Material for this task:
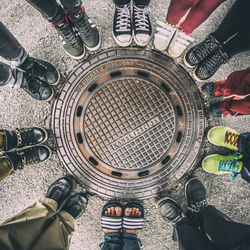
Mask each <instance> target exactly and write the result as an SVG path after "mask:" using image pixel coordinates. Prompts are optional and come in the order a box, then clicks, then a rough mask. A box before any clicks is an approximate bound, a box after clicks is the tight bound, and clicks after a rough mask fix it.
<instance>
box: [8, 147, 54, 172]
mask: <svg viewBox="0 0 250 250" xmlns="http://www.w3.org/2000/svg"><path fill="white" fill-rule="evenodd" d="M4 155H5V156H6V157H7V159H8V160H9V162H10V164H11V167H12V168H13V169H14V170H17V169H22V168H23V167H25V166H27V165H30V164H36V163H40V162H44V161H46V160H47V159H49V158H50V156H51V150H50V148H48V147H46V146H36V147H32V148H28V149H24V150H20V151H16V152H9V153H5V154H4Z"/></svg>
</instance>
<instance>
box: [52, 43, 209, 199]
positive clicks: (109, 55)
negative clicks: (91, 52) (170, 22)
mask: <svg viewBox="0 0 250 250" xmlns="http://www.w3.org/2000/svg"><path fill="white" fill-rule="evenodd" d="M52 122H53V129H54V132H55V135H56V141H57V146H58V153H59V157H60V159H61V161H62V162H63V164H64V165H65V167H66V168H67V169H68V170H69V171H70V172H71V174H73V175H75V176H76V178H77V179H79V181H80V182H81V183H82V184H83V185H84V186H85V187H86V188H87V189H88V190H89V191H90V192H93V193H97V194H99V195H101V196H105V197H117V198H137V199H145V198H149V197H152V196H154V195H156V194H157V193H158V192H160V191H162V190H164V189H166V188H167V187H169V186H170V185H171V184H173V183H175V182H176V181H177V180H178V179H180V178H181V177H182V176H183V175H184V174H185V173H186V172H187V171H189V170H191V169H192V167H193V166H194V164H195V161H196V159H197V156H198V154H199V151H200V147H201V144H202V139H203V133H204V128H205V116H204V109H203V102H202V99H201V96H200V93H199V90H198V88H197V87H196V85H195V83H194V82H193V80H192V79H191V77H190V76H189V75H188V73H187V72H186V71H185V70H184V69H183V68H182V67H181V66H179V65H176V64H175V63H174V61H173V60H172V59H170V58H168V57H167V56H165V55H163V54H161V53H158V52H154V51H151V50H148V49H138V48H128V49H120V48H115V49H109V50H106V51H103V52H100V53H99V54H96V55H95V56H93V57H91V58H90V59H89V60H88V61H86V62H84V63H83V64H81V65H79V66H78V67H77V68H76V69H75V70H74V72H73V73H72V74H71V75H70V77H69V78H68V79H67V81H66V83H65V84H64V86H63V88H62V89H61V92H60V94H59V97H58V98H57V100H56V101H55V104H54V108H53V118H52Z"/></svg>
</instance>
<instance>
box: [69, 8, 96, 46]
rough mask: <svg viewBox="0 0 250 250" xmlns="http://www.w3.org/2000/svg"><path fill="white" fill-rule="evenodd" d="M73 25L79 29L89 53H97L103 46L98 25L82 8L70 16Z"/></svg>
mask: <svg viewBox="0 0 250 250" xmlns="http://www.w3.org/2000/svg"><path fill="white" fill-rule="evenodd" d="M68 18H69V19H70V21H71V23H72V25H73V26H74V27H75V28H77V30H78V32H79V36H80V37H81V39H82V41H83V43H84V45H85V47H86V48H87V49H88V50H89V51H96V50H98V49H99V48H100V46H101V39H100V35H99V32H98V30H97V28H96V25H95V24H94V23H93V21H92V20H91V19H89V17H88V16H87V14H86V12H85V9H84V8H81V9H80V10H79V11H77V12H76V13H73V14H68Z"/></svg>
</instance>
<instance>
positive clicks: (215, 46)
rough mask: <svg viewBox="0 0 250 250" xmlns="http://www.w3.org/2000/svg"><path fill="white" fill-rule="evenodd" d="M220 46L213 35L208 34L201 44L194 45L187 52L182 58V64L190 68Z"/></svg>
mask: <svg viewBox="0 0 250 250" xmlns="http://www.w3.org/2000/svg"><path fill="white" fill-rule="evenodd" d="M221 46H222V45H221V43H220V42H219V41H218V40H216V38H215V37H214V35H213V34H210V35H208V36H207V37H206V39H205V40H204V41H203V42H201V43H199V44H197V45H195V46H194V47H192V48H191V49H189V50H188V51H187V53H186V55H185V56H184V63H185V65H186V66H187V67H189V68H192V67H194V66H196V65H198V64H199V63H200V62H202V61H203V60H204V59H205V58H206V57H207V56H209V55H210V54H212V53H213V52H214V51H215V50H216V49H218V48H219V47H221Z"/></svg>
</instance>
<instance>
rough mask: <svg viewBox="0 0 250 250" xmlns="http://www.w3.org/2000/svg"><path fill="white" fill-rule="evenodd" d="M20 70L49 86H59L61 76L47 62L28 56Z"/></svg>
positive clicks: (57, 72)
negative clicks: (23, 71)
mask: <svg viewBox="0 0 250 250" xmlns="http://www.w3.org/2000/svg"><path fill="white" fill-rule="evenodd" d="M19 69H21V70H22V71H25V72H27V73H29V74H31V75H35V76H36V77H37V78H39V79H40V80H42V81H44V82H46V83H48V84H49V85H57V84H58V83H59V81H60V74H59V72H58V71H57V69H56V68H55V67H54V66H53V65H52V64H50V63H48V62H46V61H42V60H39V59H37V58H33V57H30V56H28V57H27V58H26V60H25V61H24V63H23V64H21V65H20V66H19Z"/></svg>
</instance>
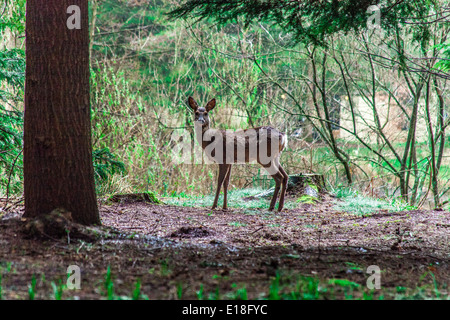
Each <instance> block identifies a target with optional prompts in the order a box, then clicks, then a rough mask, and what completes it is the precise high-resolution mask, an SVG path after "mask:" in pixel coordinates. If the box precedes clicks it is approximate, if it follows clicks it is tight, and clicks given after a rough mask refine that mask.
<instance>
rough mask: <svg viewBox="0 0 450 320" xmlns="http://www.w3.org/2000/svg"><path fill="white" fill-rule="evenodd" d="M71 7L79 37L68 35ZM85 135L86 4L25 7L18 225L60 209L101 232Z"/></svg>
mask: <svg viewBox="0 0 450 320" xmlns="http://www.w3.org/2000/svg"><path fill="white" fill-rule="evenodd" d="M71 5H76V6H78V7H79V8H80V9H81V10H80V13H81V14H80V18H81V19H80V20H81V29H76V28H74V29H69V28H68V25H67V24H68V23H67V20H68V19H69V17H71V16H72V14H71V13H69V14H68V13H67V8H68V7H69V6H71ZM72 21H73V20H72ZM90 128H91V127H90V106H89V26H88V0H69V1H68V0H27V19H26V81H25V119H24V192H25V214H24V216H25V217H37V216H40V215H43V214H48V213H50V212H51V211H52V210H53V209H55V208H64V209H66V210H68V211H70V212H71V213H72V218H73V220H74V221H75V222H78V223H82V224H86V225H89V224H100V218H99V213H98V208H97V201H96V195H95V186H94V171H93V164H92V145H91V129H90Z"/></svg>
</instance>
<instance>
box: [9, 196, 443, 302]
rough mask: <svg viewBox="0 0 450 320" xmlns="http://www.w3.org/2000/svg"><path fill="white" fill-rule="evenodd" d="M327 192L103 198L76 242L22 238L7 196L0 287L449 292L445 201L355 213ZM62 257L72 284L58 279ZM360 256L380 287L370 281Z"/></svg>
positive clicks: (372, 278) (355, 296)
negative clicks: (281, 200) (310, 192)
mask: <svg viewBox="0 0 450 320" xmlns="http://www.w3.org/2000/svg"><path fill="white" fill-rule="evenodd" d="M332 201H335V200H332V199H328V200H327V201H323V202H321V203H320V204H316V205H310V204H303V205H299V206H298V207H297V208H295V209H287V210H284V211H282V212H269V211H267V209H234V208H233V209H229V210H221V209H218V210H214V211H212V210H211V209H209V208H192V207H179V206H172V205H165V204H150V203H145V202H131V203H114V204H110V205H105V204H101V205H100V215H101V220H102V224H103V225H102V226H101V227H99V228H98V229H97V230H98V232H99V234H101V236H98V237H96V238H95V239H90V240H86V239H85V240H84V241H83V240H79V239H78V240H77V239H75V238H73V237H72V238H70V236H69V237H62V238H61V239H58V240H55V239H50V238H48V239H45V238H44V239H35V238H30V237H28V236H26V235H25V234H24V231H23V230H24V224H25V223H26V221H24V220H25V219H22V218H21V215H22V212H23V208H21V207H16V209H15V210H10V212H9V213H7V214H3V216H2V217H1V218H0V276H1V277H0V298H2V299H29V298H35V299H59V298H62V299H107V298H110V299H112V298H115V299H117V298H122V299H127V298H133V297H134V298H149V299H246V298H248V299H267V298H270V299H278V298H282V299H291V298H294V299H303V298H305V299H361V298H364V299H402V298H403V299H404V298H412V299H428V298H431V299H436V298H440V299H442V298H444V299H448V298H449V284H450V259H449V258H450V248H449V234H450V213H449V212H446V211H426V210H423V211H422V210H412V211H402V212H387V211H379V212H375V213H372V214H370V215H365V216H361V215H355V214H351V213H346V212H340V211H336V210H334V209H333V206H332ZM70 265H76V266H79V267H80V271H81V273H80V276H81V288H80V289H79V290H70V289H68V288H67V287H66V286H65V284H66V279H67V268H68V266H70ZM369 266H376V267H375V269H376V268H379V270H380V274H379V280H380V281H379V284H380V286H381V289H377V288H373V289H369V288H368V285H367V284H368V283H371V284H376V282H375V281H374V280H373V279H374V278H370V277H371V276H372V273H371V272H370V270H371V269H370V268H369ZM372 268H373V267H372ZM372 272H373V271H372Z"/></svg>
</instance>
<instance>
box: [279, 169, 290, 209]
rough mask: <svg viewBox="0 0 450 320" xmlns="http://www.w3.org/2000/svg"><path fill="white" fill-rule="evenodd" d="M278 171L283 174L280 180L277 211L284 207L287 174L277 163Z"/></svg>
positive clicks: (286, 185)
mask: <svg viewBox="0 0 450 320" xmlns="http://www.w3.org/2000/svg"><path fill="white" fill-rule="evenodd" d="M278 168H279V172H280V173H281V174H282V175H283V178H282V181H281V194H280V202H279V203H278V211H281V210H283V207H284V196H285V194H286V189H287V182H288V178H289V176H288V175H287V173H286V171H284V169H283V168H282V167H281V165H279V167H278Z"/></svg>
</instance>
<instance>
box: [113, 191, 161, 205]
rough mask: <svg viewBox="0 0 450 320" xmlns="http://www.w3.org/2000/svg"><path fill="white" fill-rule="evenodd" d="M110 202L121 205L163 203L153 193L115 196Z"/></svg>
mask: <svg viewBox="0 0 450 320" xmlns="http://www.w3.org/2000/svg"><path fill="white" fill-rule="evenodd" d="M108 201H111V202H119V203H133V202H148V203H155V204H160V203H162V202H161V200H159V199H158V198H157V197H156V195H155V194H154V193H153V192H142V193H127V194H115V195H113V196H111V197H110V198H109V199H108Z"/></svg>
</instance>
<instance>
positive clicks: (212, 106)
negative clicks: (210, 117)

Exercise goal:
Only the lines above starting at the one containing "box: [9, 196, 443, 302]" and ending at the one containing "positive clicks: (372, 278) (355, 296)", both included, are to be returned, exactly as they read.

Task output:
box: [9, 196, 443, 302]
rough mask: <svg viewBox="0 0 450 320" xmlns="http://www.w3.org/2000/svg"><path fill="white" fill-rule="evenodd" d="M327 192L103 198L76 242L22 238L7 196L0 287L449 292L445 201L355 213ZM62 257L72 284L58 279ZM360 256L380 287L370 281Z"/></svg>
positive clicks: (372, 278) (355, 296)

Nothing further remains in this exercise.